Source text:
Ancestry.com wins dismissal of yearbook database suit

Boxes of Ancestry.com DNA kits sit in a box ready for sale at the 2019 RootsTech annual genealogical event in Utah, U.S. REUTERS/George Frey

(Reuters) - Ancestry.com Inc and its lawyers at Quinn Emanuel Urquhart & Sullivan have beat back a lawsuit alleging the company uses and profits from photos and personal data in its yearbook database without consent, persuading a federal judge to dismiss the case for the second time.

An amended complaint by a proposed class of California residents didn't sway U.S. Magistrate Judge Laurel Beeler in San Francisco from her analysis in a March decision that the plaintiffs lack standing and that the genealogy giant is immune from liability under Section 230 of the Communications Decency Act, Beeler said in a Tuesday order.

While Beeler had allowed the plaintiffs to amend their complaint after the prior dismissal, she found they "did not cure the complaint's deficiencies" and dismissed the case with prejudice.

Attorney Benjamin Osborn, who represents the plaintiffs along with lawyers from Morgan & Morgan, said in an email Wednesday that they are disappointed with the ruling.

"We believe the ruling to be inconsistent with controlling Ninth Circuit authority, and we intend to appeal," he said.

An Ancestry spokesperson said the company is pleased with the decision. A Quinn Emanuel team led by L.A.-based national class action practice chair Shon Morgan represents the company and its affiliates.

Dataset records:

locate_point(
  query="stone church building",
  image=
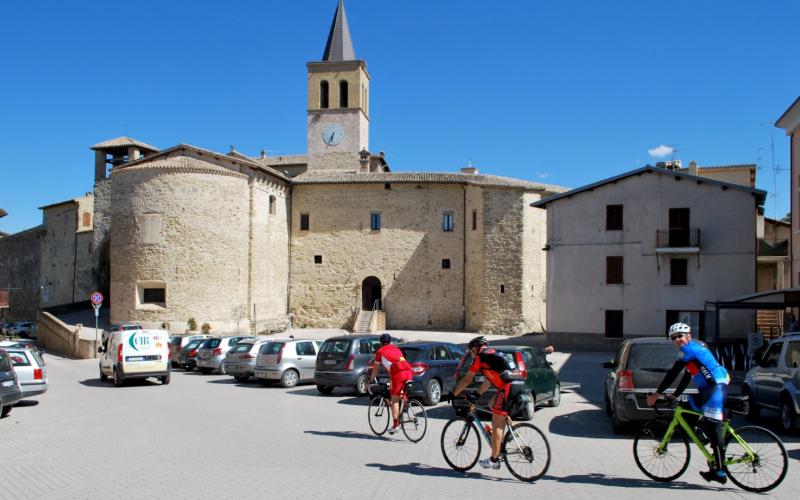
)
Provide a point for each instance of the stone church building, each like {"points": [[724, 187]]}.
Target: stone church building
{"points": [[327, 237]]}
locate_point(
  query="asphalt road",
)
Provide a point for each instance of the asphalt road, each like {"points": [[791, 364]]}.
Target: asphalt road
{"points": [[205, 436]]}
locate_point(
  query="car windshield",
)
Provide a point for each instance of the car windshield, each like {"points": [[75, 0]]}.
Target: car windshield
{"points": [[336, 346], [653, 357], [271, 348], [19, 358], [414, 354]]}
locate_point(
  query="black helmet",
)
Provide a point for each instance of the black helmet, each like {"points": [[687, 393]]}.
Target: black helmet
{"points": [[478, 342]]}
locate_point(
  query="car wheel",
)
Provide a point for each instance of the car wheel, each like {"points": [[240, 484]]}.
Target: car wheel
{"points": [[289, 378], [325, 389], [753, 411], [556, 399], [433, 394], [788, 416], [362, 384]]}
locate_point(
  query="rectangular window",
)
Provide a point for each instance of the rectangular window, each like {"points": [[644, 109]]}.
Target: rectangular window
{"points": [[678, 272], [614, 324], [614, 271], [447, 221], [154, 296], [613, 217], [375, 221]]}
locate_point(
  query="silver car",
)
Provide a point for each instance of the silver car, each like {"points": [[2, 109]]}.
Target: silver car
{"points": [[10, 392], [31, 372], [290, 361], [211, 355]]}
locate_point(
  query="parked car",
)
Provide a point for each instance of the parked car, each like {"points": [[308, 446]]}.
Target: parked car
{"points": [[177, 342], [211, 355], [188, 355], [343, 362], [10, 391], [24, 329], [31, 371], [289, 361], [542, 385], [434, 367], [774, 381], [240, 363], [636, 371]]}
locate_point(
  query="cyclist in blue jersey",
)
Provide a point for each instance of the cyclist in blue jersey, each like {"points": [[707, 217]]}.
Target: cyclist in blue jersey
{"points": [[711, 380]]}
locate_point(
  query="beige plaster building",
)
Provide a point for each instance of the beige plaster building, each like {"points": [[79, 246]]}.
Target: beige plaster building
{"points": [[326, 237], [631, 254]]}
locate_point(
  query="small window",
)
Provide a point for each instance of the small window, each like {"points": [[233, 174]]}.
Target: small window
{"points": [[678, 272], [343, 94], [154, 296], [447, 221], [614, 270], [613, 217], [614, 324], [323, 94]]}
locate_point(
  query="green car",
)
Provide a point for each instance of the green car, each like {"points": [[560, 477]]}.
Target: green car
{"points": [[542, 384]]}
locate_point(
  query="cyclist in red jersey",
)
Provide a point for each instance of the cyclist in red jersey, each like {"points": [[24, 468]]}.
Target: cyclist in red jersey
{"points": [[509, 386], [391, 358]]}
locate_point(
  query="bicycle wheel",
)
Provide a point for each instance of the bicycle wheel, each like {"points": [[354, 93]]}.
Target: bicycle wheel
{"points": [[414, 421], [661, 464], [527, 452], [379, 415], [759, 472], [461, 444]]}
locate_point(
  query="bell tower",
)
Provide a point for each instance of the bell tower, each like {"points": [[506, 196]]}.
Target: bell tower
{"points": [[338, 102]]}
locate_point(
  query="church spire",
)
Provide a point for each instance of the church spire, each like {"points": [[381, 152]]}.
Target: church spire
{"points": [[339, 46]]}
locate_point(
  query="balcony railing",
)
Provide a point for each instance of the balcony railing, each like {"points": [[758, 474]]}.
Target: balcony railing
{"points": [[678, 238]]}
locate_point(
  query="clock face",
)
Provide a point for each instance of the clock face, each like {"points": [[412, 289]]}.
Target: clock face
{"points": [[332, 134]]}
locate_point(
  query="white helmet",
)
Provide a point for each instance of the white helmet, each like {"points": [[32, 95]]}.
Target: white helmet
{"points": [[679, 328]]}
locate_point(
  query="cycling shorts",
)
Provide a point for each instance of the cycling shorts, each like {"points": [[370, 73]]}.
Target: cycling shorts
{"points": [[399, 380]]}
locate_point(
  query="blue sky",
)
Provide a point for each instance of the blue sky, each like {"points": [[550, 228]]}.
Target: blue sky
{"points": [[564, 93]]}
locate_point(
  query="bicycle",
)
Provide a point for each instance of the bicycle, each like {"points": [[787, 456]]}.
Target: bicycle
{"points": [[413, 419], [525, 449], [755, 458]]}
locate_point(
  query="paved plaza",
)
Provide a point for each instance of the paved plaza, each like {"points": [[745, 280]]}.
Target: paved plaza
{"points": [[206, 436]]}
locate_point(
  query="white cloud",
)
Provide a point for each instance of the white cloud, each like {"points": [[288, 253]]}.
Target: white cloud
{"points": [[661, 151]]}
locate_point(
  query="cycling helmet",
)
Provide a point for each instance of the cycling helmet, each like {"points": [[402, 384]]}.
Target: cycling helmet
{"points": [[478, 342], [681, 328]]}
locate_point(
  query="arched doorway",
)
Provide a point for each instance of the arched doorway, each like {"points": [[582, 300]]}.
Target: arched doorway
{"points": [[370, 293]]}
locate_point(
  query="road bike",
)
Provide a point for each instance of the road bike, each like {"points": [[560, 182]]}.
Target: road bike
{"points": [[755, 458], [525, 449], [413, 419]]}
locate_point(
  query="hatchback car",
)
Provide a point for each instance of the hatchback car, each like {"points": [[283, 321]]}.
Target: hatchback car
{"points": [[774, 382], [211, 355], [343, 362], [433, 365], [287, 361], [636, 371], [31, 372], [542, 385], [10, 391]]}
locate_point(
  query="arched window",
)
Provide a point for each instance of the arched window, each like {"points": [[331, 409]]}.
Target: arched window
{"points": [[343, 94], [323, 94]]}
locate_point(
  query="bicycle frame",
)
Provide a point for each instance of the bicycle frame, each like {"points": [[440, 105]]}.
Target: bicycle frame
{"points": [[679, 420]]}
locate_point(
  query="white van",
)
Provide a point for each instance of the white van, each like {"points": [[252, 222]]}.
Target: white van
{"points": [[129, 354]]}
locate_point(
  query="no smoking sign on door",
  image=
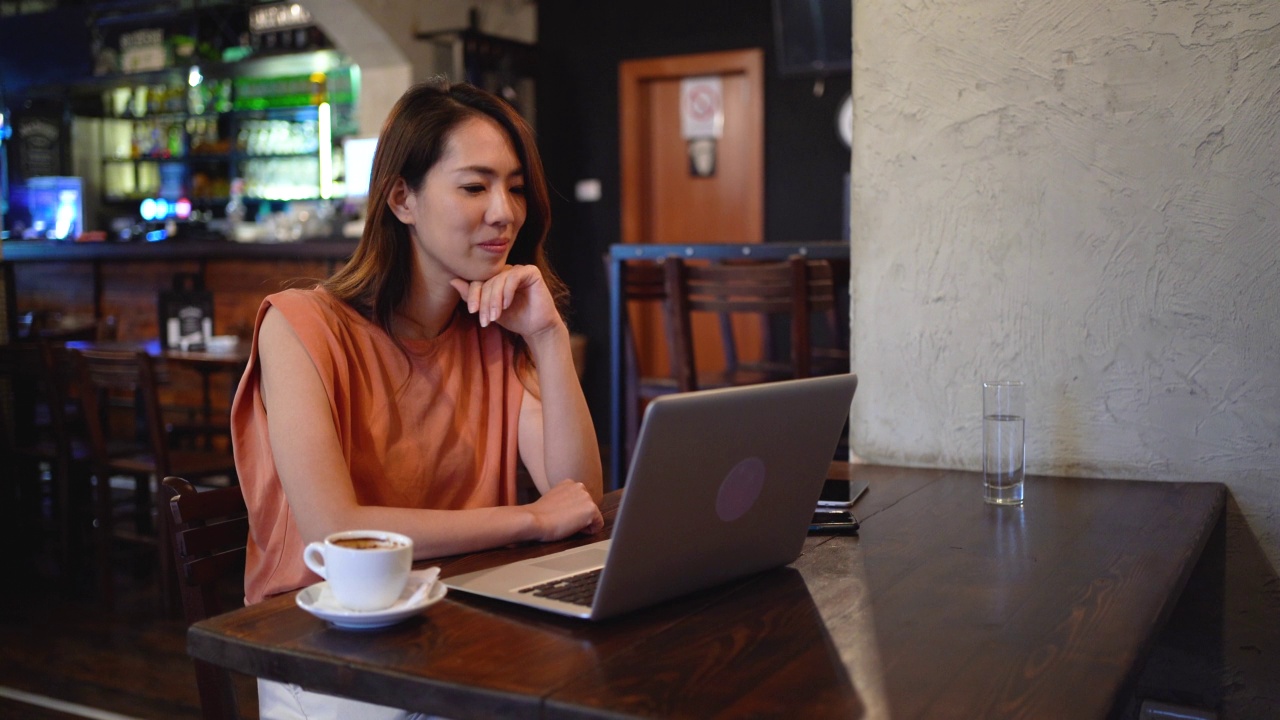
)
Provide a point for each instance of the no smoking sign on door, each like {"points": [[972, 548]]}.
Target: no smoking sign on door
{"points": [[702, 106]]}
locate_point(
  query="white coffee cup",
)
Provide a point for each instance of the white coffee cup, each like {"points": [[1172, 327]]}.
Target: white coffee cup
{"points": [[365, 569]]}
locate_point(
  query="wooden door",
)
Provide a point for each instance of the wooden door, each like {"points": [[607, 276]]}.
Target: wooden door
{"points": [[664, 201]]}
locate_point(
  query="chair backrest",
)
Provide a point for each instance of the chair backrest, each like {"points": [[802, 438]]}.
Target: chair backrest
{"points": [[108, 376], [209, 532], [640, 281], [795, 288]]}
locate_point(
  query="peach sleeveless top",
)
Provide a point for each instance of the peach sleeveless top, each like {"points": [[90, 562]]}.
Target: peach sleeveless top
{"points": [[434, 431]]}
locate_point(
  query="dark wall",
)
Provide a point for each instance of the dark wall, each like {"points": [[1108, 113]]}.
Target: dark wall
{"points": [[580, 45], [41, 51]]}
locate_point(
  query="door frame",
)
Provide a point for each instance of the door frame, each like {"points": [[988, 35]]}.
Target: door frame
{"points": [[632, 130]]}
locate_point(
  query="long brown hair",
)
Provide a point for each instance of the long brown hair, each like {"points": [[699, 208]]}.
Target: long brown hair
{"points": [[376, 278]]}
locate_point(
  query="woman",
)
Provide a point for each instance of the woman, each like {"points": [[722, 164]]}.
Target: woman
{"points": [[398, 393]]}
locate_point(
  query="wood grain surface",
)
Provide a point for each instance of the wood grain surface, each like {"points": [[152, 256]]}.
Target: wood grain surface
{"points": [[941, 607]]}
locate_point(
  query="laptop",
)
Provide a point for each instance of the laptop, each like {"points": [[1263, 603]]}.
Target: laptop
{"points": [[722, 484]]}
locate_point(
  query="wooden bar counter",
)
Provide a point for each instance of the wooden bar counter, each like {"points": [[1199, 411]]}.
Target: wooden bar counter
{"points": [[123, 279]]}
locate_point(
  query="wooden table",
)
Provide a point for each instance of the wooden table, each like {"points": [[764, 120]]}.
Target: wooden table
{"points": [[942, 607]]}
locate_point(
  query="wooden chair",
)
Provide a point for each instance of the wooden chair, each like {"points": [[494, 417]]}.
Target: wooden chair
{"points": [[641, 281], [208, 532], [136, 443], [794, 290], [37, 429]]}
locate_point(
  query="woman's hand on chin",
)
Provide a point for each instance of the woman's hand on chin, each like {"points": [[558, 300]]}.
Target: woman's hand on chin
{"points": [[516, 299]]}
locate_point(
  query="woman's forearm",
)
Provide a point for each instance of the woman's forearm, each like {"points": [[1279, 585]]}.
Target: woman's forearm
{"points": [[570, 447]]}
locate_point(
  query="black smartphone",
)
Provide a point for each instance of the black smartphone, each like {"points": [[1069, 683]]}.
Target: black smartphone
{"points": [[836, 493], [839, 495], [833, 520]]}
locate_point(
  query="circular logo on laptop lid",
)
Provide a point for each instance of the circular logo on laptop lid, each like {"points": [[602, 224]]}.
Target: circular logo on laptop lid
{"points": [[740, 490]]}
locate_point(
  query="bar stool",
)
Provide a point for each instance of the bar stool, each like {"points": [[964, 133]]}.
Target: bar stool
{"points": [[136, 443]]}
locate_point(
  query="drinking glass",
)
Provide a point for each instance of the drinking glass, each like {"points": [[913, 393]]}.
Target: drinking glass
{"points": [[1004, 445]]}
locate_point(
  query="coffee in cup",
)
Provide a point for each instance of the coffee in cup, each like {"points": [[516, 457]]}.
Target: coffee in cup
{"points": [[366, 569]]}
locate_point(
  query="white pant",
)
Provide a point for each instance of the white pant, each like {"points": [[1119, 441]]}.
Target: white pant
{"points": [[282, 701]]}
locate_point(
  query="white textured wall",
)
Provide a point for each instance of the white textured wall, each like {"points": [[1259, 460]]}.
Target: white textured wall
{"points": [[1084, 195]]}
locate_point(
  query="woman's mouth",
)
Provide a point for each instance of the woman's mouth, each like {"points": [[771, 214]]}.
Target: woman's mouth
{"points": [[496, 246]]}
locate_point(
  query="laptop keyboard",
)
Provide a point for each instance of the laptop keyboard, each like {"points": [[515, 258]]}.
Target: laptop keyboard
{"points": [[577, 589]]}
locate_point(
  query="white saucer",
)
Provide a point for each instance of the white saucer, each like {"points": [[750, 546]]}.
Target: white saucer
{"points": [[319, 601]]}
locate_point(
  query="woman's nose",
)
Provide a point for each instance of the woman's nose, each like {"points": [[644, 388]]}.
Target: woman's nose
{"points": [[502, 210]]}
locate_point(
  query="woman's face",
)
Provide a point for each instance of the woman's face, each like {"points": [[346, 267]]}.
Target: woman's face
{"points": [[471, 205]]}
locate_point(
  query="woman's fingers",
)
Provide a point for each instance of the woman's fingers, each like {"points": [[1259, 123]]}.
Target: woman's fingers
{"points": [[489, 300]]}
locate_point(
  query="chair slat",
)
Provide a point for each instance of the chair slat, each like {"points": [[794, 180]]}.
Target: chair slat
{"points": [[210, 569], [213, 537]]}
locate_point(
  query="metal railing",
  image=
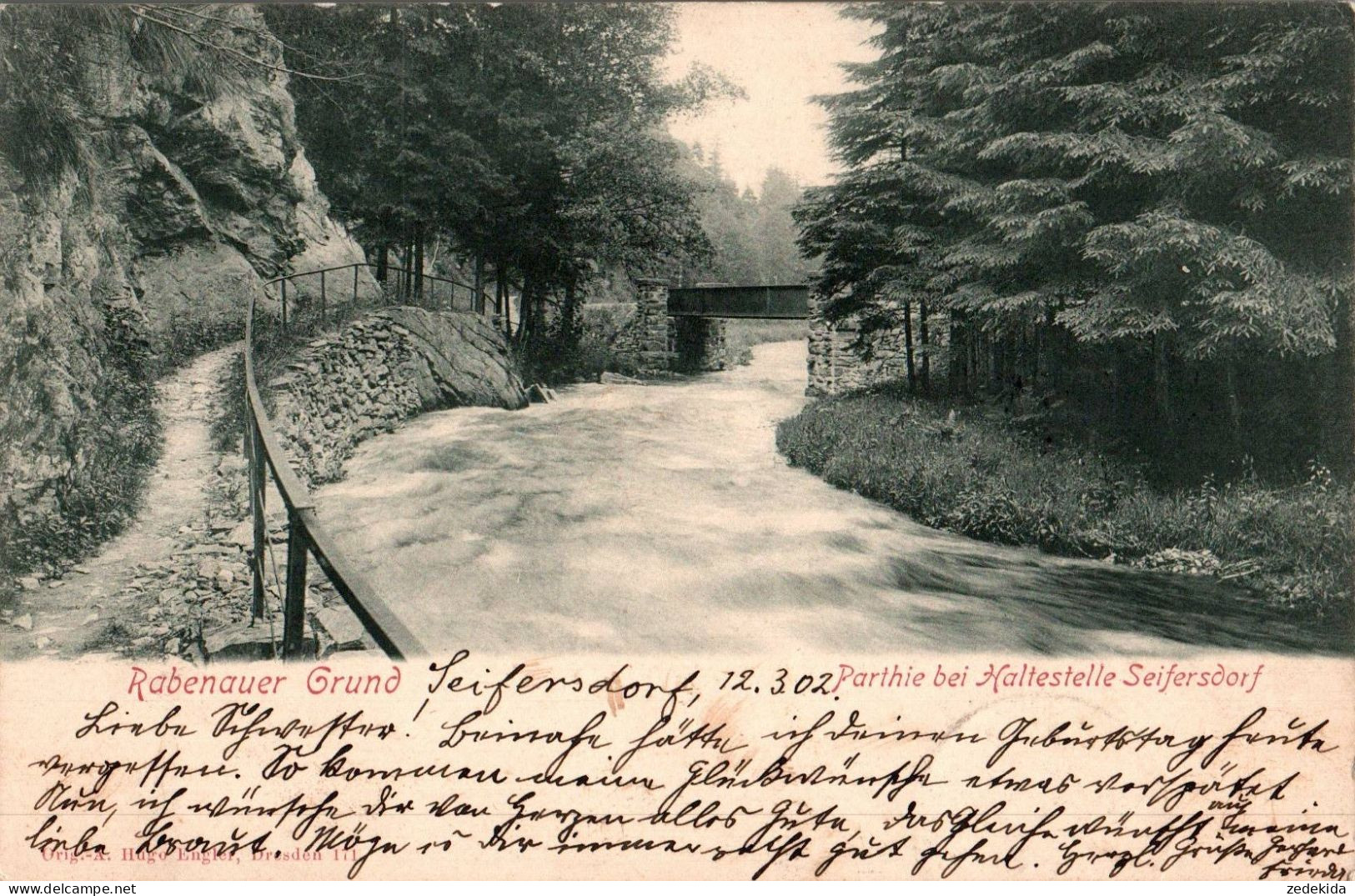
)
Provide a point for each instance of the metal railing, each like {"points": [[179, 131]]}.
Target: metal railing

Exercises:
1. In the article on the Ancestry.com lawsuit, rewrite the paragraph beginning "An amended complaint by a proposed class" more briefly, keeping its main facts.
2. According to the article on the Ancestry.com lawsuit, are these statements true? Answer yes or no for each and quote the words that decide it. (a) The judge dismissed the case with prejudice. (b) The plaintiffs are residents of Utah. (c) The plaintiffs' attorney said they plan to appeal.
3. Carry the article on the Ancestry.com lawsuit further, starting right after its final sentence.
The lines have nothing to do with the article on the Ancestry.com lawsuit.

Your responses:
1. In a Tuesday order, U.S. Magistrate Judge Laurel Beeler in San Francisco said an amended complaint by a proposed class of California residents did not change her March analysis: the plaintiffs lack standing, and Ancestry is immune from liability under Section 230 of the Communications Decency Act.

2.
(a) Yes: "dismissed the case with prejudice."
(b) No: "a proposed class of California residents"
(c) Yes: "we intend to appeal"

3.
The plaintiffs alleged Ancestry uses names, photographs and likenesses from school yearbook records without permission in a promotional version of its website and in emails to entice potential customers to buy subscriptions and encourage existing customers to upgrade. They asserted claims for violation of their right to publicity, unlawful and unfair business practices, intrusion upon seclusion and unjust enrichment.

Beeler found the plaintiffs' allegations that Ancestry uses public profiles to solicit customers, and that they suffered emotional distress and theft of intellectual property, don't create an "injury in fact" to establish standing.

"There must be a concrete injury in additional to a statutory violation" for injury in fact, she said. "Here, there is no injury except for the statutory violation."

Beeler also was not persuaded by the plaintiffs' arguments in the renewed complaint, related to how Ancestry may have acquired the yearbook records. Beeler previously found the company is immune under the Communications Decency Act because it didn't create the yearbook records.

"This argument does not change the court's conclusion that Ancestry is not a content provider," Beeler said. "Ancestry obviously did not create the yearbooks. Instead, it necessarily used information provided by another information content provider and is immune under (the CDA)."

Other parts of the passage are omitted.